Task to carry out
Only an exact repetition is needed: the lines from the start of the listing below through the line that contains "point_to MUST indicate the metal", pictures omitted.

Top of The data

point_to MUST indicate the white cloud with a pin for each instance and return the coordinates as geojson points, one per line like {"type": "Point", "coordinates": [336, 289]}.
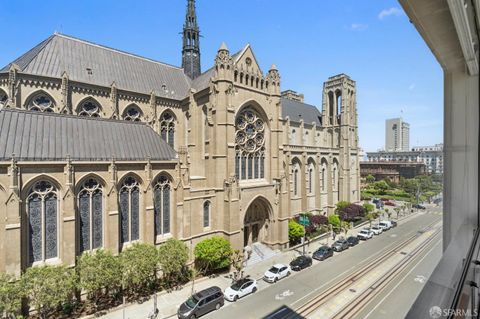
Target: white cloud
{"type": "Point", "coordinates": [390, 12]}
{"type": "Point", "coordinates": [358, 27]}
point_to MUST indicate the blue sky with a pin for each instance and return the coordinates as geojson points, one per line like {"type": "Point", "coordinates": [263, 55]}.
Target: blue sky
{"type": "Point", "coordinates": [308, 40]}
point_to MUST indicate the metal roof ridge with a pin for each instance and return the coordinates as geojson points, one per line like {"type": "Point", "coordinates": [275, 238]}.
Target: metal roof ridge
{"type": "Point", "coordinates": [133, 55]}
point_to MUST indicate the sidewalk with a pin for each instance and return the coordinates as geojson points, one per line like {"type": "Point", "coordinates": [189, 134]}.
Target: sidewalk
{"type": "Point", "coordinates": [168, 302]}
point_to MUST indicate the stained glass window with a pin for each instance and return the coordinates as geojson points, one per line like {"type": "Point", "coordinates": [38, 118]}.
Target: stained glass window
{"type": "Point", "coordinates": [129, 204]}
{"type": "Point", "coordinates": [167, 128]}
{"type": "Point", "coordinates": [206, 214]}
{"type": "Point", "coordinates": [249, 145]}
{"type": "Point", "coordinates": [42, 210]}
{"type": "Point", "coordinates": [90, 207]}
{"type": "Point", "coordinates": [162, 193]}
{"type": "Point", "coordinates": [89, 108]}
{"type": "Point", "coordinates": [41, 103]}
{"type": "Point", "coordinates": [133, 113]}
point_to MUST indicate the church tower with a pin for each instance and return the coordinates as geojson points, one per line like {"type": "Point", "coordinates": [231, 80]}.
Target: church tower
{"type": "Point", "coordinates": [191, 43]}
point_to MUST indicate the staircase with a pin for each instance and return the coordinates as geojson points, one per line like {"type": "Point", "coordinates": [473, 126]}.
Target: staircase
{"type": "Point", "coordinates": [261, 252]}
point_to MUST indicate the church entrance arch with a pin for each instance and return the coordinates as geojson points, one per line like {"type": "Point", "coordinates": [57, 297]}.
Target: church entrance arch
{"type": "Point", "coordinates": [256, 221]}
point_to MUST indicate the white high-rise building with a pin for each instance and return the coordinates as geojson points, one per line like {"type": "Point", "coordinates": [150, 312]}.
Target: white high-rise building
{"type": "Point", "coordinates": [397, 135]}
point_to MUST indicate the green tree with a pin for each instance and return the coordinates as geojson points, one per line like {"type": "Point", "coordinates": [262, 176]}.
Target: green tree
{"type": "Point", "coordinates": [341, 205]}
{"type": "Point", "coordinates": [370, 179]}
{"type": "Point", "coordinates": [381, 186]}
{"type": "Point", "coordinates": [48, 287]}
{"type": "Point", "coordinates": [139, 264]}
{"type": "Point", "coordinates": [334, 220]}
{"type": "Point", "coordinates": [98, 273]}
{"type": "Point", "coordinates": [172, 256]}
{"type": "Point", "coordinates": [10, 296]}
{"type": "Point", "coordinates": [212, 254]}
{"type": "Point", "coordinates": [295, 231]}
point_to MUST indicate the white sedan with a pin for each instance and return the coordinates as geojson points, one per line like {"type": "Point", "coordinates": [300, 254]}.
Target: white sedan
{"type": "Point", "coordinates": [276, 272]}
{"type": "Point", "coordinates": [240, 288]}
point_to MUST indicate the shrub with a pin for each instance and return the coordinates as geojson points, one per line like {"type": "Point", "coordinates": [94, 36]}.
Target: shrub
{"type": "Point", "coordinates": [48, 287]}
{"type": "Point", "coordinates": [139, 264]}
{"type": "Point", "coordinates": [212, 254]}
{"type": "Point", "coordinates": [295, 231]}
{"type": "Point", "coordinates": [173, 256]}
{"type": "Point", "coordinates": [10, 296]}
{"type": "Point", "coordinates": [97, 272]}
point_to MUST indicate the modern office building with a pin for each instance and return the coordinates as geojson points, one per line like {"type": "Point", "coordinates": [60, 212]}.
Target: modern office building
{"type": "Point", "coordinates": [397, 135]}
{"type": "Point", "coordinates": [102, 148]}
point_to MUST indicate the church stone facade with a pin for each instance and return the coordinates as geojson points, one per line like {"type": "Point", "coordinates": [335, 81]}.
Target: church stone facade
{"type": "Point", "coordinates": [102, 148]}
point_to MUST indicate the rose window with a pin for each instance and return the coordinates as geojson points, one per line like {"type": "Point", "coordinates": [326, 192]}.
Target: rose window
{"type": "Point", "coordinates": [249, 145]}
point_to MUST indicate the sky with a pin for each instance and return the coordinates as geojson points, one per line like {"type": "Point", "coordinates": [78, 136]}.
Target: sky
{"type": "Point", "coordinates": [308, 40]}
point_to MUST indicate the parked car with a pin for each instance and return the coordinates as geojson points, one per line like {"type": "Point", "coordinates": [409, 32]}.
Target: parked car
{"type": "Point", "coordinates": [340, 245]}
{"type": "Point", "coordinates": [352, 241]}
{"type": "Point", "coordinates": [301, 262]}
{"type": "Point", "coordinates": [385, 224]}
{"type": "Point", "coordinates": [323, 253]}
{"type": "Point", "coordinates": [377, 230]}
{"type": "Point", "coordinates": [201, 303]}
{"type": "Point", "coordinates": [276, 272]}
{"type": "Point", "coordinates": [240, 288]}
{"type": "Point", "coordinates": [365, 234]}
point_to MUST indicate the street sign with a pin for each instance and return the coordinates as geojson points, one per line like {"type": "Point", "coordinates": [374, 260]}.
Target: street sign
{"type": "Point", "coordinates": [303, 220]}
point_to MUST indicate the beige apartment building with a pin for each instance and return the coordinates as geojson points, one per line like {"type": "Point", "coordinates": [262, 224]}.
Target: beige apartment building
{"type": "Point", "coordinates": [102, 148]}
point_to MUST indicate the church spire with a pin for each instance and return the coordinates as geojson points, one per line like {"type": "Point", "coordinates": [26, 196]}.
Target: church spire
{"type": "Point", "coordinates": [191, 43]}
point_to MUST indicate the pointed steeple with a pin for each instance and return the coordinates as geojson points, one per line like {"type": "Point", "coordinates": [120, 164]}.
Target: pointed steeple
{"type": "Point", "coordinates": [191, 42]}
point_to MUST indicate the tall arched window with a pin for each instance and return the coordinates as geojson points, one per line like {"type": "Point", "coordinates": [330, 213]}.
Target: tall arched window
{"type": "Point", "coordinates": [89, 108]}
{"type": "Point", "coordinates": [133, 113]}
{"type": "Point", "coordinates": [206, 214]}
{"type": "Point", "coordinates": [3, 98]}
{"type": "Point", "coordinates": [249, 145]}
{"type": "Point", "coordinates": [167, 128]}
{"type": "Point", "coordinates": [41, 102]}
{"type": "Point", "coordinates": [90, 209]}
{"type": "Point", "coordinates": [42, 211]}
{"type": "Point", "coordinates": [161, 194]}
{"type": "Point", "coordinates": [129, 197]}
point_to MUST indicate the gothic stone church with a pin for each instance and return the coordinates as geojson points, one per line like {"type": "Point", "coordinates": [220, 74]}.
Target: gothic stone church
{"type": "Point", "coordinates": [102, 148]}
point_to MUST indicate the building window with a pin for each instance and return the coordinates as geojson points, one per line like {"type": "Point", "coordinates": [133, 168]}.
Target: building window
{"type": "Point", "coordinates": [42, 210]}
{"type": "Point", "coordinates": [129, 196]}
{"type": "Point", "coordinates": [41, 103]}
{"type": "Point", "coordinates": [90, 208]}
{"type": "Point", "coordinates": [89, 108]}
{"type": "Point", "coordinates": [3, 99]}
{"type": "Point", "coordinates": [206, 214]}
{"type": "Point", "coordinates": [161, 193]}
{"type": "Point", "coordinates": [133, 113]}
{"type": "Point", "coordinates": [249, 145]}
{"type": "Point", "coordinates": [167, 128]}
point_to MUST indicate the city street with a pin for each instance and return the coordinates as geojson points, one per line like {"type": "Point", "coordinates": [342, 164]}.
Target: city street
{"type": "Point", "coordinates": [294, 293]}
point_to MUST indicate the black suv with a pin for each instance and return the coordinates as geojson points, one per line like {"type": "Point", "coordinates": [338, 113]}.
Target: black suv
{"type": "Point", "coordinates": [300, 262]}
{"type": "Point", "coordinates": [201, 303]}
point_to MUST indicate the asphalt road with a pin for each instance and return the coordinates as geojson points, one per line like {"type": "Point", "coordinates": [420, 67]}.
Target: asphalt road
{"type": "Point", "coordinates": [292, 292]}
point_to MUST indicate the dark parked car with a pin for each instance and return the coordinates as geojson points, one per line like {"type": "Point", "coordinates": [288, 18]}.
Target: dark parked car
{"type": "Point", "coordinates": [323, 253]}
{"type": "Point", "coordinates": [201, 303]}
{"type": "Point", "coordinates": [301, 262]}
{"type": "Point", "coordinates": [340, 245]}
{"type": "Point", "coordinates": [352, 240]}
{"type": "Point", "coordinates": [418, 206]}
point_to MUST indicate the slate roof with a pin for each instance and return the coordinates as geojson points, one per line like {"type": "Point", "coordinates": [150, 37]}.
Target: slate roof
{"type": "Point", "coordinates": [36, 136]}
{"type": "Point", "coordinates": [297, 111]}
{"type": "Point", "coordinates": [130, 72]}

Bottom of The data

The completed task
point_to MUST indicate the white cloud with a pin for each instance and return the coordinates as geojson points, one per line like {"type": "Point", "coordinates": [336, 289]}.
Target: white cloud
{"type": "Point", "coordinates": [390, 12]}
{"type": "Point", "coordinates": [358, 27]}
point_to MUST indicate the blue sky with a pin for each instance and return the coordinates as geojson points, one per line like {"type": "Point", "coordinates": [263, 55]}.
Target: blue sky
{"type": "Point", "coordinates": [308, 40]}
point_to MUST indicate the metal roof ridge with a pin for each instance and return the coordinates as geojson points, one per line like {"type": "Point", "coordinates": [275, 238]}.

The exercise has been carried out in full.